**What is expected:** Copy exactly the lines of the material below that run from the one containing "If you could indicate the sandy" through the one containing "If you could indicate the brown". Copy no other lines.

+-------+

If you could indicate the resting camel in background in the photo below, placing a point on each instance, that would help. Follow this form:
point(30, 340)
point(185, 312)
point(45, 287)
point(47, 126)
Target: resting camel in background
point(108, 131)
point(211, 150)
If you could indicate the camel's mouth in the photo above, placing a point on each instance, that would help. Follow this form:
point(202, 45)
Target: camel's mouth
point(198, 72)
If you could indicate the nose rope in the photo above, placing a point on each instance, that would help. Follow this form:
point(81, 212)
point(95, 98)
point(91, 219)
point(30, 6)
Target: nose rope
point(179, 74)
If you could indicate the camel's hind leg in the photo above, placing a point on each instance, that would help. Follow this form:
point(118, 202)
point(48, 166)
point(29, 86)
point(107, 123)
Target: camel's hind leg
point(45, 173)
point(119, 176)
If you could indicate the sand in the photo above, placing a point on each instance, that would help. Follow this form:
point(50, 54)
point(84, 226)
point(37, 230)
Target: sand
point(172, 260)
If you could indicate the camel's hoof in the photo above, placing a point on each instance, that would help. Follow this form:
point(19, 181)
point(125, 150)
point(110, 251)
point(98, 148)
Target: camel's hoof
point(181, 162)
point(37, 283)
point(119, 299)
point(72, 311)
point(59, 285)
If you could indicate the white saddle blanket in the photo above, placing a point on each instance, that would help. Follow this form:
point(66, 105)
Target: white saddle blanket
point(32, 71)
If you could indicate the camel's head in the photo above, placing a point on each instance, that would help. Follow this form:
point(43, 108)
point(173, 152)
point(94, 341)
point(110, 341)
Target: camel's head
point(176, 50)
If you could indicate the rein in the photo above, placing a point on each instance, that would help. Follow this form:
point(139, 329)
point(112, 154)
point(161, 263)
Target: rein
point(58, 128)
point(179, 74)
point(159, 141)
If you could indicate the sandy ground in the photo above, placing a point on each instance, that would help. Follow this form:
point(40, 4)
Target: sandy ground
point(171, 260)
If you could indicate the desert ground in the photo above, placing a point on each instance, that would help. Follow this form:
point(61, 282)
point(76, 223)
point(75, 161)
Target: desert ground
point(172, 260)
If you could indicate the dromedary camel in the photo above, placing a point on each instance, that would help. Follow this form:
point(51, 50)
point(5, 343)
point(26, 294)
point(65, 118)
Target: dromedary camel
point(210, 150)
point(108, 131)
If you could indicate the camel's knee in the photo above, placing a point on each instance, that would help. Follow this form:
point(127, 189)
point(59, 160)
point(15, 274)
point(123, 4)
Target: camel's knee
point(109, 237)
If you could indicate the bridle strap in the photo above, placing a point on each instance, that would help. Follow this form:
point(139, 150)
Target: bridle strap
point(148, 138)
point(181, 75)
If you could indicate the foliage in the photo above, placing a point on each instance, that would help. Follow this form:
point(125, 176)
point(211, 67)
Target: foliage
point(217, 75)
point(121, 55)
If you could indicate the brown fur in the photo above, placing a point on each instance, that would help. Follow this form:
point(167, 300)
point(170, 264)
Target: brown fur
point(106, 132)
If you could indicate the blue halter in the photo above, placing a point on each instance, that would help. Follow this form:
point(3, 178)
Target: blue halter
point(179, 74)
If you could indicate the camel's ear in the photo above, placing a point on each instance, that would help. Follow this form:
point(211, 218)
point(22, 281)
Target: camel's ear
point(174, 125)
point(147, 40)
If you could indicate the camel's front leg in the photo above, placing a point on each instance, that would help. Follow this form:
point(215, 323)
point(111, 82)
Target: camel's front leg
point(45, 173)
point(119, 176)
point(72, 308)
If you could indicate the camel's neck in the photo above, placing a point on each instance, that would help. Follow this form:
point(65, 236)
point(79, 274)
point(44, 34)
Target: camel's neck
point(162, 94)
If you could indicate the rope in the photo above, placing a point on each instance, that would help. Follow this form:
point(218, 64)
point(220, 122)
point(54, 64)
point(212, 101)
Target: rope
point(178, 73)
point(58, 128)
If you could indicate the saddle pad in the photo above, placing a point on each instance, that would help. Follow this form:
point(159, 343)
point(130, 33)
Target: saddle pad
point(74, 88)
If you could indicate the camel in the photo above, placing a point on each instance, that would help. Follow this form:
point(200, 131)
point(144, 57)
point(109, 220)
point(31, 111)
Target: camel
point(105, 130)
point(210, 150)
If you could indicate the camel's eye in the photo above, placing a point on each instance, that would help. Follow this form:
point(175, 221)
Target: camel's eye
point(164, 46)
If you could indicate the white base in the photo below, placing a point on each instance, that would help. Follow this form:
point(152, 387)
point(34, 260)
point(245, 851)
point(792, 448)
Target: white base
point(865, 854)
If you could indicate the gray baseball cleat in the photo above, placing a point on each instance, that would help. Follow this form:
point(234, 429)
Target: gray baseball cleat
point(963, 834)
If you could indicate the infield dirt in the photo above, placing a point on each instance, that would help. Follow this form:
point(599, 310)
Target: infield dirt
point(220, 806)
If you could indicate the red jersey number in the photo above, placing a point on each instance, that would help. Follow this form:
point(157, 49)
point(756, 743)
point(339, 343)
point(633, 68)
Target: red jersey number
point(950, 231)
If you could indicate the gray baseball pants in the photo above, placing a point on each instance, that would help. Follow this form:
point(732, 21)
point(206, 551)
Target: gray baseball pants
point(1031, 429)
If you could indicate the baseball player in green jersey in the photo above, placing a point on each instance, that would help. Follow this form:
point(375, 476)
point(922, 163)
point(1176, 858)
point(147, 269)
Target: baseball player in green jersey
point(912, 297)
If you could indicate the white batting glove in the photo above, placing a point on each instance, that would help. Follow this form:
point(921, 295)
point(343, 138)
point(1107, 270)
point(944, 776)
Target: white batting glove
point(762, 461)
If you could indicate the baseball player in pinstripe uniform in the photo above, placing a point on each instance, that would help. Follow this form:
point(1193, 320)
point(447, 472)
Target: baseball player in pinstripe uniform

+-------+

**Output:**
If you could indicate the sandy ground in the photo above, placing a point on each instance, that would help. Follow this form:
point(40, 4)
Target: sandy ground
point(171, 260)
If you could indicate the desert ground in the photo above, placing a point on each instance, that would help. Follow this form:
point(61, 282)
point(76, 223)
point(75, 161)
Target: desert ground
point(172, 260)
If you could indicate the dromedary camel in the photo above, placing a point on each instance, that would help. Follow this form:
point(51, 50)
point(5, 343)
point(26, 294)
point(65, 118)
Target: dromedary camel
point(210, 150)
point(108, 131)
If you could indicate the camel's knee in the photo above, placing a point on each instance, that would help. Follow this form:
point(127, 189)
point(59, 160)
point(15, 274)
point(123, 4)
Target: camel's knee
point(109, 237)
If you could indicate the bridle strap in the photo above, placing a point on each instance, that would help. Follow this form:
point(139, 150)
Target: bridle strap
point(148, 138)
point(181, 75)
If you could indicate the foliage in the photo above, placing a point on each instance, that would help. Follow this form:
point(125, 176)
point(211, 67)
Target: foliage
point(217, 75)
point(121, 55)
If you could indicate the brown fur in the photo above, placing a point on each instance, that would help. Follow this form:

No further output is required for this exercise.